Written problem -
Using the forum thread about summing pandas columns read from a markdown-style text file, answer:
(a) What separator does the original poster pass to read_csv?
(b) In the output shown in the first reply, what value appears in the new column for the row with index 1?
(c) Which engine does the second reply specify in its read_csv call?

Given text -

____

Reputation: 9348
By reading text files into data frame, I want to add a new column based on the values in the existing columns, i.e. adding the numeric values from 'Stock' and 'Delivery'.
The problem is, the original data (from data supplier), was generated from "df.to_markdowns()".
Seems I can't remove the white spaces.
ds = pd.read_csv("C:\\TEMP\\ff.txt", sep="|", header = 0, skipinitialspace=True)
ds.columns = ds.columns.str.strip()
df['new'] = ds['Stock'] + ds['Delivery']
print (df)
What would be the way to handle such case?
By the way, this simulates the text file creation from "df.to_markdown()"
import pandas as pd
data = {'Price': [59,98,79],
'Stock': [53,60,60],
'Delivery': [11,7,6]}
df = pd.DataFrame(data)
with open("C:\\TEMP\\ff.txt", 'a') as outfile:
outfile.write(df.to_markdown() + "\n")
outfile.close
Upvotes: 0
Views: 692
Reputation: 2069
This should do what you need.
ds = pd.read_csv(
"C:\\TEMP\\ff.txt",
sep="|",
skiprows=[1],
skipinitialspace=True
)
ds.columns = ds.columns.str.strip()
ds = ds.loc[:, ["Price", "Stock", "Delivery"]]
ds['new'] = ds['Stock'] + ds['Delivery']
print(ds)
output
Price Stock Delivery new
0 59 53 11 64
1 98 60 7 67
2 79 60 6 66
skiprows=[1]
skips the row at index 1, which is the row with the --------:
With this row removed from the dataframe, pandas automatically interprets the Price
, Stock
, and Delivery
columns as integers, which allows the statement ds['new'] = ds['Stock'] + ds['Delivery']
to work as expected.
Upvotes: 1
Reputation: 3593
This works on the example you have provided:
pd.read_csv("~/Downloads/ff.txt", sep=r"\s*\|\s*", engine="python", skiprows=[1])[["Price", "Stock", "Delivery"]]
If you want something else I suggest you provide an example for it.
Upvotes: 1

____

Entries shown -
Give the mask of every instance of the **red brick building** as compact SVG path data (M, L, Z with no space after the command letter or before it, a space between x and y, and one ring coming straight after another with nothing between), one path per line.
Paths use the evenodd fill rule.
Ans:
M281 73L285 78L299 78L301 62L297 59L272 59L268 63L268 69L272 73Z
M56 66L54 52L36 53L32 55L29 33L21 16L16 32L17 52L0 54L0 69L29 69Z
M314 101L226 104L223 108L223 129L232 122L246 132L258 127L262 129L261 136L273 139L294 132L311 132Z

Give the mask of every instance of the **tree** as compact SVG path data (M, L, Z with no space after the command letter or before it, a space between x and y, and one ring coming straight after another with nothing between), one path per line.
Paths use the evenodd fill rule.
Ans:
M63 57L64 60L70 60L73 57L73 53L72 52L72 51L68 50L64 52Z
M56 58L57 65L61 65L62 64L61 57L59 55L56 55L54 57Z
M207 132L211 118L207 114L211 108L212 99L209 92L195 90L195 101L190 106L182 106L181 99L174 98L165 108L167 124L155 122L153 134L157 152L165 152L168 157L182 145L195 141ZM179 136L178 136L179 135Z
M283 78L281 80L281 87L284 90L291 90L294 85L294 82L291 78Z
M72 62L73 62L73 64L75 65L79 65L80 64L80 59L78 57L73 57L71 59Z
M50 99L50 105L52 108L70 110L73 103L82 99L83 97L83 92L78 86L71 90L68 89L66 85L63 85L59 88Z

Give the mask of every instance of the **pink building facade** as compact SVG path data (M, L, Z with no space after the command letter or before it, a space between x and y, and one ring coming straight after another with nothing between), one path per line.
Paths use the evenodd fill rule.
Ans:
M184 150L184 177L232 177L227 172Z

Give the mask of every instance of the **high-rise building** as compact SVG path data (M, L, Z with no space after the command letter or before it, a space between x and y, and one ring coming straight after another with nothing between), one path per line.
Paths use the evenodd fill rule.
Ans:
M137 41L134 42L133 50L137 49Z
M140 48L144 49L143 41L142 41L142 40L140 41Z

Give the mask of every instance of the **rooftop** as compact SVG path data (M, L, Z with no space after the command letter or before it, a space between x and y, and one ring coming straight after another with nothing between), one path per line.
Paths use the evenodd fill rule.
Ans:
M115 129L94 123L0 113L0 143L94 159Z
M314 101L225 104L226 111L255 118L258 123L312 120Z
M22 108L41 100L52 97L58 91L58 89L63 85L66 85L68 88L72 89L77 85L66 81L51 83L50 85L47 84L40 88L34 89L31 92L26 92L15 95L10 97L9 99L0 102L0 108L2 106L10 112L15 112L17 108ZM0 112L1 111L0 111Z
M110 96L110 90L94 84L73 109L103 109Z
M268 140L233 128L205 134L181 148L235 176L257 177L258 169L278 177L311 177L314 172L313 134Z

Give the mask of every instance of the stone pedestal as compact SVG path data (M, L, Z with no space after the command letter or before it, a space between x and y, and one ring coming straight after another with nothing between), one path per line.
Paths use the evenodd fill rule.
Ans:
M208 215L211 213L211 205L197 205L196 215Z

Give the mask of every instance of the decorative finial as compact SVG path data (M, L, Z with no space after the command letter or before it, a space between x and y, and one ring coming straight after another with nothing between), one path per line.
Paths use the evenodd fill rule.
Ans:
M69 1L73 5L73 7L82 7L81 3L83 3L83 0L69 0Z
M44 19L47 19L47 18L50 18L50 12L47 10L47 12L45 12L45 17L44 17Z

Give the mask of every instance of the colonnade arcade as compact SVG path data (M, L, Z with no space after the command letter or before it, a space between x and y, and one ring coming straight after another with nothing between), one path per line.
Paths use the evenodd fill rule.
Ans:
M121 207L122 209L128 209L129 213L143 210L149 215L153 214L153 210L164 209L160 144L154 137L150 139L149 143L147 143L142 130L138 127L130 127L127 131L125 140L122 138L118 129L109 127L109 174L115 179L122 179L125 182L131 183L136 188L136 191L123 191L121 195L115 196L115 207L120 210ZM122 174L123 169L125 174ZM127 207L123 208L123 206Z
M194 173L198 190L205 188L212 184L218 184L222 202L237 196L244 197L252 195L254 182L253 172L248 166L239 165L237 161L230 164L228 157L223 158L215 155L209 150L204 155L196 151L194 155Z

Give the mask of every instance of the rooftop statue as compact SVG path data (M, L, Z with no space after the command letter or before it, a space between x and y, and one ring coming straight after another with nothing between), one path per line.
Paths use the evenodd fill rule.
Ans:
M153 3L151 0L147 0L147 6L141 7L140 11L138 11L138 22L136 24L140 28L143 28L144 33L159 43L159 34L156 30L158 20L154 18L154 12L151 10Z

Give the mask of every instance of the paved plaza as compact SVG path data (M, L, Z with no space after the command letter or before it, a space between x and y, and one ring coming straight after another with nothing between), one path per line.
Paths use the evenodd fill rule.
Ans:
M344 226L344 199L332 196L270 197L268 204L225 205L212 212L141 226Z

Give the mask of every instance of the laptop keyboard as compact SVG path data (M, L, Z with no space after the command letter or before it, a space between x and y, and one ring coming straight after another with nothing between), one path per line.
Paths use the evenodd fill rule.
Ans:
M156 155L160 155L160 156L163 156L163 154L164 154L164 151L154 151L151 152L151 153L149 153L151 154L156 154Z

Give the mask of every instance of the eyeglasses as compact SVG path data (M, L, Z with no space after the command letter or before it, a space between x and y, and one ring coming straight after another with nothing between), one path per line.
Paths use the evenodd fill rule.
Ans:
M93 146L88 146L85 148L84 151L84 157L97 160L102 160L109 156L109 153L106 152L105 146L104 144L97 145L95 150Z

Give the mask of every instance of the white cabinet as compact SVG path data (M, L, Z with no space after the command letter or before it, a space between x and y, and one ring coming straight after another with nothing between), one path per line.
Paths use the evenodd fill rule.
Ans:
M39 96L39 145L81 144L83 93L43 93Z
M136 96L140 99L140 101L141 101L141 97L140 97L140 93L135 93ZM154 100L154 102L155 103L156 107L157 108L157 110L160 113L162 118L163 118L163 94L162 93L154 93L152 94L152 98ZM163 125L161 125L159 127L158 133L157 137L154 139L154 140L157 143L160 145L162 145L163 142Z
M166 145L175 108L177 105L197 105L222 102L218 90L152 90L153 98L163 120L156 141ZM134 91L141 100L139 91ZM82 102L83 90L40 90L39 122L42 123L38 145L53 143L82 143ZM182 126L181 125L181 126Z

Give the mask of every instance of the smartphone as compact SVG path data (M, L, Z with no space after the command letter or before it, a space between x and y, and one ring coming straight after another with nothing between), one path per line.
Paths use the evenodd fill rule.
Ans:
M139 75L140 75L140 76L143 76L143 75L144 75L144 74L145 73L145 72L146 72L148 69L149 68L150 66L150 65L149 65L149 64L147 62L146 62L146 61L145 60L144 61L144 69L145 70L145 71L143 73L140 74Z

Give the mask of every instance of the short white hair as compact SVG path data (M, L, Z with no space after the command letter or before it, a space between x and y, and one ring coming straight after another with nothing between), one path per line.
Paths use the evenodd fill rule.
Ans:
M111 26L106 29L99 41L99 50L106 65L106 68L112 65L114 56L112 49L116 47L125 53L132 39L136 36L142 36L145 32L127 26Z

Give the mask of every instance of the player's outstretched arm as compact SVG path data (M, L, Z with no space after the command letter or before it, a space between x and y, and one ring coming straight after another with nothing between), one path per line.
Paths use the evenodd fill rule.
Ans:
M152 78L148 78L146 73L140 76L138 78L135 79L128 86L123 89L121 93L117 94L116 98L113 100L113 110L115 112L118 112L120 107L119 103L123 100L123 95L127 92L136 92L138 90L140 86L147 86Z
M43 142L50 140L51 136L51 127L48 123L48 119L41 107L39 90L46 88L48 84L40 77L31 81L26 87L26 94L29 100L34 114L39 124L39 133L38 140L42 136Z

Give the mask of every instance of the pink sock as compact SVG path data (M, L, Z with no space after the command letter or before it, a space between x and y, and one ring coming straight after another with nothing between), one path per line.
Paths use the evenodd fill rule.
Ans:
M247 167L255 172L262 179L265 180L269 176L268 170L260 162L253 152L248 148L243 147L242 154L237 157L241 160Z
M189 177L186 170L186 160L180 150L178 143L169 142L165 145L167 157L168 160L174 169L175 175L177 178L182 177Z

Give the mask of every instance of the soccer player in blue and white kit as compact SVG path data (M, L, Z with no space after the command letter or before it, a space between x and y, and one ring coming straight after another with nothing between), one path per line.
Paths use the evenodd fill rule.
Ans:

____

Correct result -
(a) "|"
(b) 67
(c) "python"